** START OF DATA EXCERPTS **
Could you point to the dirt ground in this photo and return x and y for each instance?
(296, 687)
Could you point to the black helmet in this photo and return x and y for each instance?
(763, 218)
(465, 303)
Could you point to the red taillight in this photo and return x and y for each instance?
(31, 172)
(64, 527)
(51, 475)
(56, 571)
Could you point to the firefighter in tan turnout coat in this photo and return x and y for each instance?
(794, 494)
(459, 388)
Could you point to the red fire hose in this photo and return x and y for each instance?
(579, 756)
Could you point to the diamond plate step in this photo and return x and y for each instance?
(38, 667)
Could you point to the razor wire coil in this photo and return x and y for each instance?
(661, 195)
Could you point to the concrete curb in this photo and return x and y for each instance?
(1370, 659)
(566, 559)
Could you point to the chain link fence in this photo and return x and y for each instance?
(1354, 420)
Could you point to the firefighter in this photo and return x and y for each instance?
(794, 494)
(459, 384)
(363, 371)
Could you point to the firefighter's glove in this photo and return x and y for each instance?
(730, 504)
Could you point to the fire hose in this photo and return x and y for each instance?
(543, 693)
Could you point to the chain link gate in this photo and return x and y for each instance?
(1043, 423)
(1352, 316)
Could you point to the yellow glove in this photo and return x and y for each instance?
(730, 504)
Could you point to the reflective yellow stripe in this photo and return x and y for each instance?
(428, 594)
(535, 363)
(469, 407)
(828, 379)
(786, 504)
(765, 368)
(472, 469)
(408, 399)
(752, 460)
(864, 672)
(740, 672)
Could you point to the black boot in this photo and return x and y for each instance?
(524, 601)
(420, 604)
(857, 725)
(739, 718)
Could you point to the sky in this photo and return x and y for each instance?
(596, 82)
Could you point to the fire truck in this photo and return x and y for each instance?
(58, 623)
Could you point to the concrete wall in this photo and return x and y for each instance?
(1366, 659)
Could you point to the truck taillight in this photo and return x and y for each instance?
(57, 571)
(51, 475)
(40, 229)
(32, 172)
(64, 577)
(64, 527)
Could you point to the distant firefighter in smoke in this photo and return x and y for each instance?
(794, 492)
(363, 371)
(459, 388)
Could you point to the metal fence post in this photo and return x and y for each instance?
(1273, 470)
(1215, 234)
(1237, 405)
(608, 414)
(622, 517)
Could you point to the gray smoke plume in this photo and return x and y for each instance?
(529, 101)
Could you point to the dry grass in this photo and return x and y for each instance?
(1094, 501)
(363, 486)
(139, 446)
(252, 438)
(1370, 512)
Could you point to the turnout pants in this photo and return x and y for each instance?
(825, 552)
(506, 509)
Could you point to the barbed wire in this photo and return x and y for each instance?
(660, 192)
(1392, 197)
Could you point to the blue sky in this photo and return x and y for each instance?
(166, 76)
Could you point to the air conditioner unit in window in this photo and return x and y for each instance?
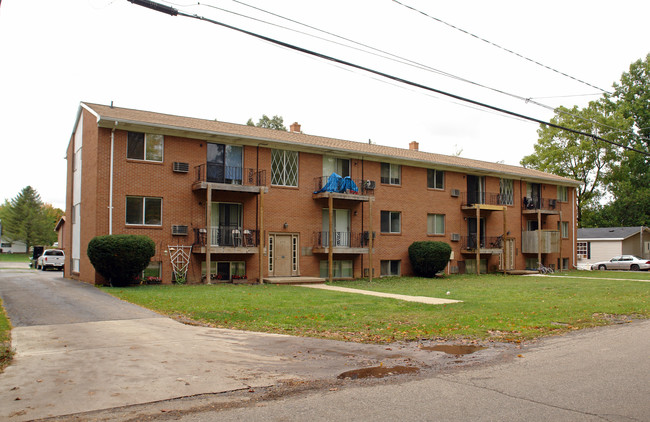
** END OF DATA EXCERPTS **
STATED TASK
Retype all of the material above word for word, leaving out the pictures.

RESULT FOR THIS EXERCISE
Could you point to the dirt ground in this photo and return x and y for each instance?
(296, 687)
Could you point to the black helmet in this photo and return x and y for each instance?
(763, 218)
(465, 303)
Could you point to the red taillight in this photo and return x and y for each instance?
(31, 172)
(64, 527)
(51, 475)
(56, 571)
Could you point to the firefighter in tan turnout coat in this photo and return x and y for each instance?
(794, 494)
(459, 388)
Could you point to the red fire hose in this photo and return x and y for each instance?
(579, 756)
Could you point to the diamond plate step in this photo and return x and y for each instance?
(38, 667)
Could you point to the razor wire coil in this photo and return x and y for each instance?
(661, 195)
Could you point to the concrete curb in this photo and return x and y for each instance?
(1370, 659)
(566, 559)
Could you point to the chain link fence in this photo and return x and y for each instance?
(1354, 420)
Could you point to the firefighter in this photo and return x and y for each instance?
(794, 494)
(459, 384)
(363, 371)
Could you point to the firefighter's glove in this photo and return x and y for each instance?
(730, 504)
Could you point to the fire hose in this photo and return x and y for each instance?
(543, 693)
Could you point to the chain link gate in this photo and return x and y for each instance?
(1043, 423)
(1352, 316)
Could you point to the yellow glove in this photo and return x and y for each instance?
(730, 504)
Could you point to the reflective yellow stripe in this photo and return x and y for each instance?
(428, 594)
(535, 363)
(469, 407)
(828, 379)
(786, 504)
(765, 368)
(472, 469)
(408, 399)
(752, 460)
(864, 672)
(740, 672)
Could you point to the black boot in this photo and return x and y for each instance?
(524, 601)
(420, 604)
(857, 725)
(739, 718)
Could you point to the sky in this photo and return x and y for each instance?
(596, 82)
Could you point to the fire truck in this photo and return x and y for each instance?
(58, 623)
Could you point to the concrete wall in this photo and return x and y for each instance?
(1366, 659)
Could you point to the truck taillight in this photo and return x and y for each instance?
(57, 571)
(51, 475)
(40, 229)
(32, 172)
(64, 577)
(64, 527)
Could you point to the distant firefighter in smoke in this photo and return x and y for each instance?
(794, 492)
(363, 371)
(459, 388)
Could you point to the metal fence post in this photo and return x and y for each instance?
(1273, 470)
(1215, 234)
(1237, 405)
(608, 414)
(622, 517)
Could you point to the gray smoke plume in this photo and return x and y for each instance?
(529, 101)
Could you point to the dry grass in this photo and return x and y for each instance?
(1094, 501)
(363, 486)
(139, 446)
(252, 438)
(1370, 512)
Could you point to the turnout pants in this photo and return x and y for each instance?
(825, 552)
(506, 509)
Could you point to the barbed wire in this photo and return x and y for each instance?
(660, 192)
(1392, 197)
Could you point to the blue sky in this photo and return x and y for each instance?
(166, 76)
Could you point to the air conditioner unit in window in this photo and return x and y for each instance?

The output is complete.